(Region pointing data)

________________

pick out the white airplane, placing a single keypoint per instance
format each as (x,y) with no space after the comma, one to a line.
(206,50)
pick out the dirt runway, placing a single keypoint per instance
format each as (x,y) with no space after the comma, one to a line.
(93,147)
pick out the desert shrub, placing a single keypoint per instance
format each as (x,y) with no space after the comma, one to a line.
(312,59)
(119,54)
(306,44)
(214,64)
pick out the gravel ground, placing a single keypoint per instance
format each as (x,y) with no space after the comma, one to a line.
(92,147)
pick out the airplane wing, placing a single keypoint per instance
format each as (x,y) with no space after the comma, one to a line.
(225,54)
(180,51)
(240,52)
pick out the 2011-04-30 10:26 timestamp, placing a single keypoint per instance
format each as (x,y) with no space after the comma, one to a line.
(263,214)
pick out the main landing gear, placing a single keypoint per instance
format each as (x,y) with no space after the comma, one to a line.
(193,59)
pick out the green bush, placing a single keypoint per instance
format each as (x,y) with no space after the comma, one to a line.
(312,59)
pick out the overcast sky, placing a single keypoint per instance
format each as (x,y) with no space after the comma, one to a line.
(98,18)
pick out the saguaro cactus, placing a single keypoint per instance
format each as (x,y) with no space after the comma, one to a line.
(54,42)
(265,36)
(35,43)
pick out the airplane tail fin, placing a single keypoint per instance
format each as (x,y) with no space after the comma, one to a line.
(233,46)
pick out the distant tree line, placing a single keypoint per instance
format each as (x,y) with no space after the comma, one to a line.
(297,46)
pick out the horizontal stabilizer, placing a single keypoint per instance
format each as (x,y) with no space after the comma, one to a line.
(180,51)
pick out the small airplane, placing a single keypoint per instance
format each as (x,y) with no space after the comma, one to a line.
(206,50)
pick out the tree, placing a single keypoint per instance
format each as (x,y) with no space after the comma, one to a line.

________________

ASSIGNMENT → The answer is the records above restated word for word from their opening line through the line that holds "pick out the dirt", both included, and nothing else.

RESULT OF THIS TASK →
pick out the white airplane, placing a single keypoint per instance
format each as (x,y) with no space after the comma, one to a line.
(206,50)
pick out the dirt runway, placing a single keypoint per instance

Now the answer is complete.